- _READING TEXT_:
Fraser Health is reinstating seven flu vaccination clinics for seniors in various community centres after its decision to halt them this year triggered a backlash.
More than 40 community centres that hosted seniors flu shot clinics last year were told earlier this fall they would not be run again as people have increasingly gone to pharmacists and doctors’ offices instead in recent years.
Health Minister Terry Lake ordered a review after the NDP made it an issue in the Legislature last week.
Fraser Health spokesperson Tasleem Juma said public health nurses will run clinics after they were requested by the nine community centres. There will be three in Burnaby (Bonsor, Edmonds and Cameron), and others in South Surrey at Centennial Park, at Guildford in Surrey, at a friendship centre in Agassiz and a seniors centre in Mission. Times and other details are to be posted at immunizebc.ca/clinics/flu once they’re confirmed.
Some other community centres also organized on-site shots by pharmacists, but that option may have been seen by others as “playing favourites” with a particular business, Juma said.
She said the main concern was that pharmacies and other locations weren’t as accessible for seniors as the community centres they routinely visit.

- _DATA SECTION_:
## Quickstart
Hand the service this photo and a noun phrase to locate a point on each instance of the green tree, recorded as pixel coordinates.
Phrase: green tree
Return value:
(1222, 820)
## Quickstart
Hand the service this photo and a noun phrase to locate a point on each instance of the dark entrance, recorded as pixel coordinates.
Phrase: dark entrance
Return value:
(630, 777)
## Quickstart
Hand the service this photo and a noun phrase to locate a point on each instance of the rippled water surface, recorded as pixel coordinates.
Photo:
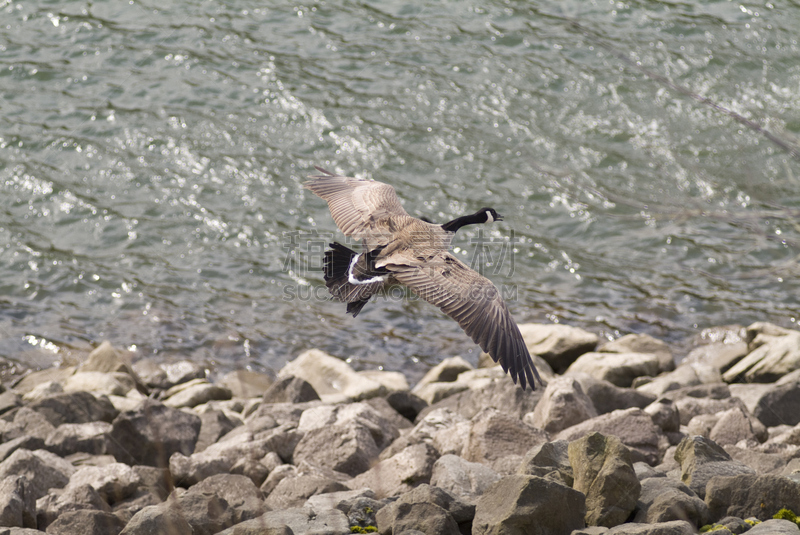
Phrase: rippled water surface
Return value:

- _INSTRUCTIONS FOR THE TASK_: According to the news report on Fraser Health's seniors flu clinics, who ordered a review after the NDP raised the issue in the Legislature?

- _EXERCISE RESULT_: Health Minister Terry Lake